** INPUT RECORDS **
____________________

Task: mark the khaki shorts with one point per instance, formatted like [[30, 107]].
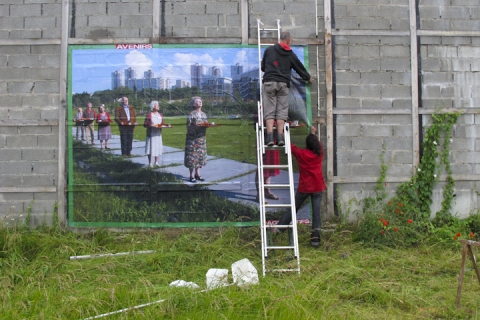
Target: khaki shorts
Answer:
[[275, 100]]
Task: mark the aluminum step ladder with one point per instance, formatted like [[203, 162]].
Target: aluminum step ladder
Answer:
[[268, 230]]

____________________

** WHAT IS BEING ASKED **
Go through the listing above and return every line where the word "Task" occurs.

** ANSWER BOX **
Task: mark the khaki shorts with one point per instance, formatted like [[30, 107]].
Task: mark the aluminum step ladder with one point per instance, formatted like [[203, 162]].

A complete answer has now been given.